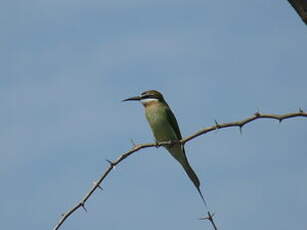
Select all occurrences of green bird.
[123,90,207,206]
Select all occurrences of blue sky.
[0,0,307,230]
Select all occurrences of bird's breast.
[145,105,177,141]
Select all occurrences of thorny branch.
[53,109,307,230]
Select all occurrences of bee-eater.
[123,90,207,206]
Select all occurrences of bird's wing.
[165,104,182,140]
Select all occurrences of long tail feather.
[182,159,208,208]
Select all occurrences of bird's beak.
[123,96,142,101]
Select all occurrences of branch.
[53,109,307,230]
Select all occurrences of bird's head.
[123,90,165,106]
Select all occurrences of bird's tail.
[181,157,208,208]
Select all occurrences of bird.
[123,90,208,207]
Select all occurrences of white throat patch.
[141,98,159,105]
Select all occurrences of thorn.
[130,139,136,147]
[214,120,221,129]
[106,159,116,169]
[93,181,103,191]
[239,125,243,135]
[199,212,215,221]
[80,202,87,212]
[254,112,260,117]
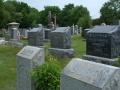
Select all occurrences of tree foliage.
[0,0,89,28]
[100,0,120,25]
[77,15,91,36]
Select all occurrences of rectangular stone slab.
[86,26,120,59]
[60,58,120,90]
[17,46,44,90]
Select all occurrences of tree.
[4,1,16,22]
[71,5,90,24]
[100,0,120,25]
[92,18,102,26]
[60,3,74,26]
[0,0,4,28]
[77,15,91,37]
[39,6,61,26]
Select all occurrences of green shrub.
[31,58,61,90]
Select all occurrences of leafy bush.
[31,58,61,90]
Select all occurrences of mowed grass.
[0,35,86,90]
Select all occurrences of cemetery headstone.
[17,46,44,90]
[101,23,106,26]
[44,29,51,42]
[10,28,18,42]
[113,19,120,25]
[47,11,52,29]
[51,27,71,49]
[74,25,78,34]
[84,29,91,40]
[35,24,42,28]
[60,58,120,90]
[25,30,29,39]
[83,26,120,64]
[28,27,44,46]
[49,27,74,57]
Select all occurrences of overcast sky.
[17,0,109,18]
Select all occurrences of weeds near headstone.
[31,58,61,90]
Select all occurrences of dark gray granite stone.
[49,48,74,58]
[44,29,51,40]
[28,27,44,46]
[51,27,71,49]
[60,58,120,90]
[86,26,120,59]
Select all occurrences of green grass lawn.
[0,35,86,90]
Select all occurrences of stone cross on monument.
[53,14,56,28]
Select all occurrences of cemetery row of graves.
[0,17,120,90]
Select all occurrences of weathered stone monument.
[35,24,42,28]
[7,22,20,30]
[47,11,52,29]
[54,14,57,28]
[82,26,120,65]
[16,46,44,90]
[44,29,51,42]
[10,28,18,42]
[74,25,78,34]
[60,58,120,90]
[28,27,44,46]
[7,22,20,39]
[83,29,91,40]
[70,24,74,35]
[49,27,74,57]
[24,30,29,39]
[101,23,106,26]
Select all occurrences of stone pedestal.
[82,55,118,66]
[49,48,74,58]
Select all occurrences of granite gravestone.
[10,28,18,42]
[51,27,71,49]
[113,19,120,25]
[28,27,44,46]
[84,29,91,40]
[86,26,120,59]
[17,46,44,90]
[60,58,120,90]
[24,30,29,39]
[44,29,51,40]
[74,25,78,34]
[35,24,42,28]
[49,27,74,58]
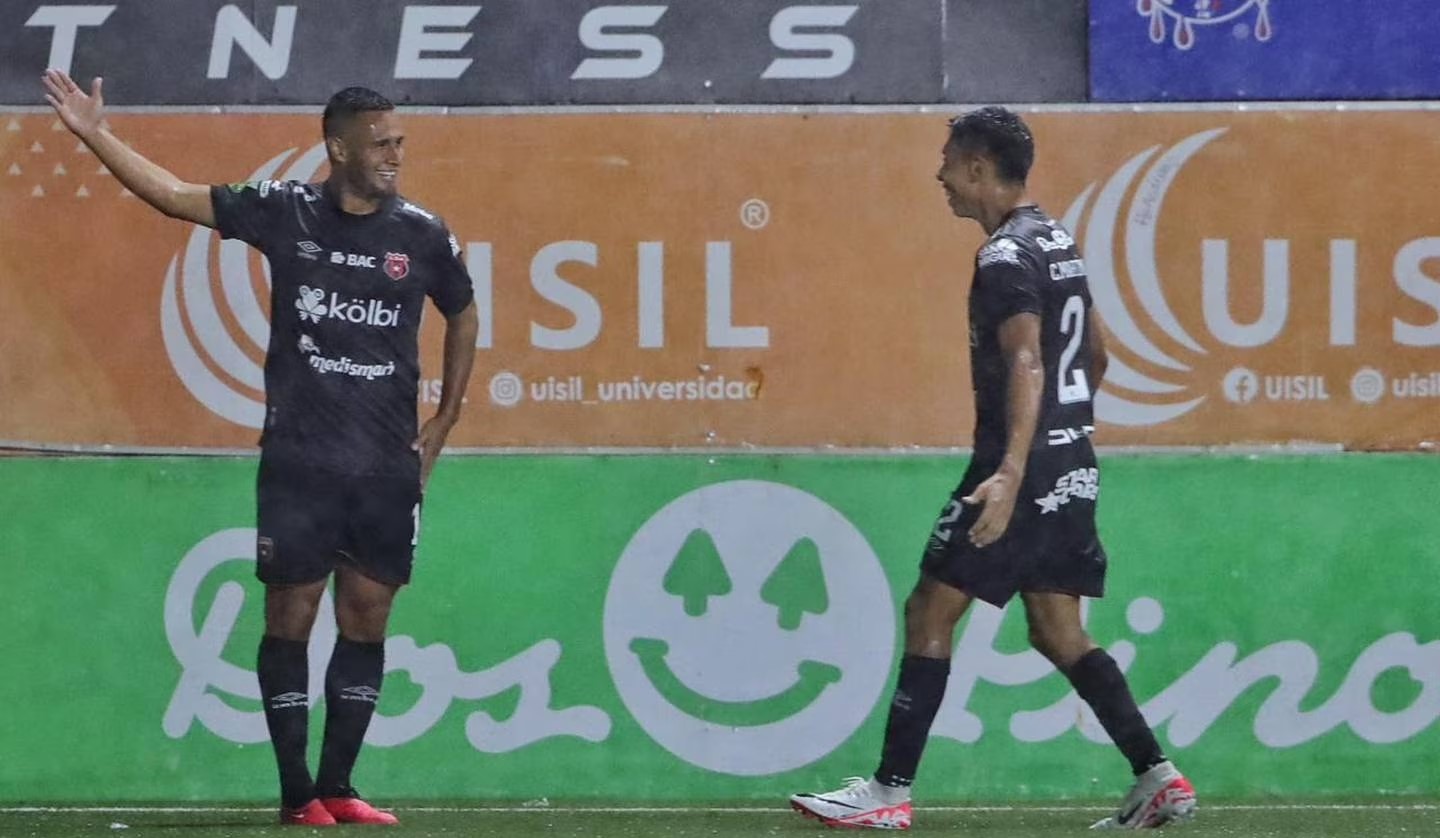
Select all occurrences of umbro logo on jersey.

_____

▸ **OBJECTIVE**
Can you put everything in the listing from the line containing "Select all occurrences of green grass lawn." down to the line containing "[0,17,120,90]" into a numbered list, leaving out blank lines?

▸ **EXERCISE SOLUTION**
1. Select all occurrences of green grass lawn.
2. [0,35,86,90]
3. Select all occurrences of stone cross on monument.
4. [53,14,56,28]
5. Select all occurrences of cemetery row of graves.
6. [0,17,120,90]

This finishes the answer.